In the items below, convert the stretch from the line containing "TARGET = reflection of tree in water" through the line containing "[(246, 219), (144, 231)]", both included, into a JSON list of strings with one string per line and blank lines omitted.

##### Extracted data #####

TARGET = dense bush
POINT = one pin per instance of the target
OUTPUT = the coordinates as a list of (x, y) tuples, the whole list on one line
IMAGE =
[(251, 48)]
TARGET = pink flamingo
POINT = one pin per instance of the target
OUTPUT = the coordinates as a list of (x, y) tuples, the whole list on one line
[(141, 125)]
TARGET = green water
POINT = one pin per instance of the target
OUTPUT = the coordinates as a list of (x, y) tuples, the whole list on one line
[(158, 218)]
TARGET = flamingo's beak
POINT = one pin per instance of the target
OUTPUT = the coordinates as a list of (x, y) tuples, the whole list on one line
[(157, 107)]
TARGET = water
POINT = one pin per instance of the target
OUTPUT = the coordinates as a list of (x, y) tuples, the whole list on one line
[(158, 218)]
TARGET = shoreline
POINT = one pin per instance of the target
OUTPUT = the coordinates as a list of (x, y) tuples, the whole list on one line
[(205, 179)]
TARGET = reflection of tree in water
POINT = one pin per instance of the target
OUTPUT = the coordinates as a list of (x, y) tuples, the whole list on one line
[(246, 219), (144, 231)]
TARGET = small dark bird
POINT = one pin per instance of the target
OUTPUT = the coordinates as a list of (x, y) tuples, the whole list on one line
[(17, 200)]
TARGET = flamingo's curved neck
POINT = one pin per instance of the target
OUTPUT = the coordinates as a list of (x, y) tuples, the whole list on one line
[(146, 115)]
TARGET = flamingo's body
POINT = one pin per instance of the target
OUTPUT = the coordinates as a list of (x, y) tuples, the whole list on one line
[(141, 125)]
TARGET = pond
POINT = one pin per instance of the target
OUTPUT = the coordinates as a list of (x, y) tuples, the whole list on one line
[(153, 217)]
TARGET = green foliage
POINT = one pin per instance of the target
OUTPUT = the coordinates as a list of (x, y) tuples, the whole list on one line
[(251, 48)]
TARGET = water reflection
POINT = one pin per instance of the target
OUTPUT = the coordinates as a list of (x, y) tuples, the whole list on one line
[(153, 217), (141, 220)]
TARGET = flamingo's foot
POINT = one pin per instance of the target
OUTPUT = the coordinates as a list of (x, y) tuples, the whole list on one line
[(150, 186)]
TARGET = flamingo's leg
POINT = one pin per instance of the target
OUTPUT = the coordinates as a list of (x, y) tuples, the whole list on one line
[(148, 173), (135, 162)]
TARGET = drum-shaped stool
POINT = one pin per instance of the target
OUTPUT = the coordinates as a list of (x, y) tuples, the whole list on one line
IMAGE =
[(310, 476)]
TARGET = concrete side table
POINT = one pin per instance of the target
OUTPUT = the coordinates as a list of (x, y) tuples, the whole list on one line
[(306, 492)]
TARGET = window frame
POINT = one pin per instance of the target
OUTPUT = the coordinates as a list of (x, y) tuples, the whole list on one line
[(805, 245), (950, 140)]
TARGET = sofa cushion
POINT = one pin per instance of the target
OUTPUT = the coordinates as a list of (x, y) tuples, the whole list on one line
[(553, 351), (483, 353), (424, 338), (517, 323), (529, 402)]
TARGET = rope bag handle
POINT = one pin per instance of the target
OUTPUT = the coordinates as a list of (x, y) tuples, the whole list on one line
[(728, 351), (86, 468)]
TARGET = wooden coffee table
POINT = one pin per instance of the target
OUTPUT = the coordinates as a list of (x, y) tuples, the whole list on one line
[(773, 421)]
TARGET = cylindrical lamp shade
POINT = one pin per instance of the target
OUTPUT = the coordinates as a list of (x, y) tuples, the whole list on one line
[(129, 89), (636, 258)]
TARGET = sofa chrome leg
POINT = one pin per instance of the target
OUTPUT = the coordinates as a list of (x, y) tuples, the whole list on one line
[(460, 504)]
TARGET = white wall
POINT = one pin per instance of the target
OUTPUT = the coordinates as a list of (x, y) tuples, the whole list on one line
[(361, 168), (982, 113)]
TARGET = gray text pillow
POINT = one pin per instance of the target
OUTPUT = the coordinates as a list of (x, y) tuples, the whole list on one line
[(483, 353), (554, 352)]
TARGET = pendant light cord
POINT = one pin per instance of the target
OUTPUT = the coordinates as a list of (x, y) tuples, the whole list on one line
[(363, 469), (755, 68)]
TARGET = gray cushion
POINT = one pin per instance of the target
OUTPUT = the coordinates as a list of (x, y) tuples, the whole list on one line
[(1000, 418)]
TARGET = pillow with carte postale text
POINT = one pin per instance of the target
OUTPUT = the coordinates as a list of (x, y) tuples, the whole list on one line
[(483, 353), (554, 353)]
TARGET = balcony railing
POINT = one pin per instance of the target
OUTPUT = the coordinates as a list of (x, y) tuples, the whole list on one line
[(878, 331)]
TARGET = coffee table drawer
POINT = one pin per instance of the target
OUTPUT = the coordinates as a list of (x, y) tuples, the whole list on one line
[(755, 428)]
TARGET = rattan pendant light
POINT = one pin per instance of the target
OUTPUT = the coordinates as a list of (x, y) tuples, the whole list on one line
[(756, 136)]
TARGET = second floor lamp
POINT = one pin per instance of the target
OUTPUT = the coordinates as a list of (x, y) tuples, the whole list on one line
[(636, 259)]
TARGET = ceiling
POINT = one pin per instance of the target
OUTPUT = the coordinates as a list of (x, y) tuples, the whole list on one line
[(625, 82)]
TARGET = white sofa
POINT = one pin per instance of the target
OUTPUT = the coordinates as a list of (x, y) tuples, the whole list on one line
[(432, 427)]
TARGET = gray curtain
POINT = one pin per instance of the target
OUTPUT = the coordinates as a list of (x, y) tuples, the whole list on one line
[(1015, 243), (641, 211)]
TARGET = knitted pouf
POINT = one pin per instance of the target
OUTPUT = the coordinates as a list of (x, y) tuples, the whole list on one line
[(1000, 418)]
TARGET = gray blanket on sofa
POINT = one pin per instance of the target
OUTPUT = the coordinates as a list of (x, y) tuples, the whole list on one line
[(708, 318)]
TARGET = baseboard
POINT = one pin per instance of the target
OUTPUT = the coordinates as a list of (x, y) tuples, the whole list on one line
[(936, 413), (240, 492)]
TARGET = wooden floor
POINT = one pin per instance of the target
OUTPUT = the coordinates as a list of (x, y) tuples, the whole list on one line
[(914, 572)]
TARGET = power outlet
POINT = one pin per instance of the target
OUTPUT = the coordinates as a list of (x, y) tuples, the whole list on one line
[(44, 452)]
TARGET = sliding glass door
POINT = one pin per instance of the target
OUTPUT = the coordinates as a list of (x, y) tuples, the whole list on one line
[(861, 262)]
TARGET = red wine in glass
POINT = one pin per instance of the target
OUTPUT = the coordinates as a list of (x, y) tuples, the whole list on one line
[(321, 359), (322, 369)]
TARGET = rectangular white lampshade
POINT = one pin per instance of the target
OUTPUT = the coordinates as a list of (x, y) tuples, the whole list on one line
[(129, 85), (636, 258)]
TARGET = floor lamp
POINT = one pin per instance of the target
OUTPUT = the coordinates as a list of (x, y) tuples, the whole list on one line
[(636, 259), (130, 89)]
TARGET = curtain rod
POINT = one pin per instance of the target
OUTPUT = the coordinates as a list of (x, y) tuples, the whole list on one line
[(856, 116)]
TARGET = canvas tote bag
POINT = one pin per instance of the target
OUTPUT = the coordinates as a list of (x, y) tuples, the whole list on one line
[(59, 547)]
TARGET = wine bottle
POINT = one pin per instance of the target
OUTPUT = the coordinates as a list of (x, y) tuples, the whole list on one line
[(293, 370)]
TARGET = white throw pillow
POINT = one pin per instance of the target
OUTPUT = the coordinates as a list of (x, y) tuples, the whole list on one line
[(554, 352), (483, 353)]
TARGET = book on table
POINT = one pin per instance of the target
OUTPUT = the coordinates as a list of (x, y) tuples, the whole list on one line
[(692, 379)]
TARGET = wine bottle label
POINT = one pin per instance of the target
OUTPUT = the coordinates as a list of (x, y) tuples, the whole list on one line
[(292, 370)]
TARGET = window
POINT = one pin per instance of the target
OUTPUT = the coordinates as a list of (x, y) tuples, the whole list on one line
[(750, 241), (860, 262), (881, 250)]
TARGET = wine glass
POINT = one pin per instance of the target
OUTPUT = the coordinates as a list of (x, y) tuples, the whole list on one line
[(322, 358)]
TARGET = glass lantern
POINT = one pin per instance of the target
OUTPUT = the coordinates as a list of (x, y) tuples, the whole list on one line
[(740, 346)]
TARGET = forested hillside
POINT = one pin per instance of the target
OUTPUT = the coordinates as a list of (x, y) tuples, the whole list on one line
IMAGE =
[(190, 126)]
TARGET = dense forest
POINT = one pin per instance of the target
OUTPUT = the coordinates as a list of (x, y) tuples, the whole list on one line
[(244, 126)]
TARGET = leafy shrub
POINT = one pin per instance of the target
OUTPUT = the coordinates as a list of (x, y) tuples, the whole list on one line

#####

Result of this task:
[
  "TARGET = reflection of tree in water",
  "POINT = one pin per instance of the target",
  "OUTPUT = the coordinates as a list of (x, y) tuples, the whole list on one line",
  "[(246, 219), (144, 231)]"
]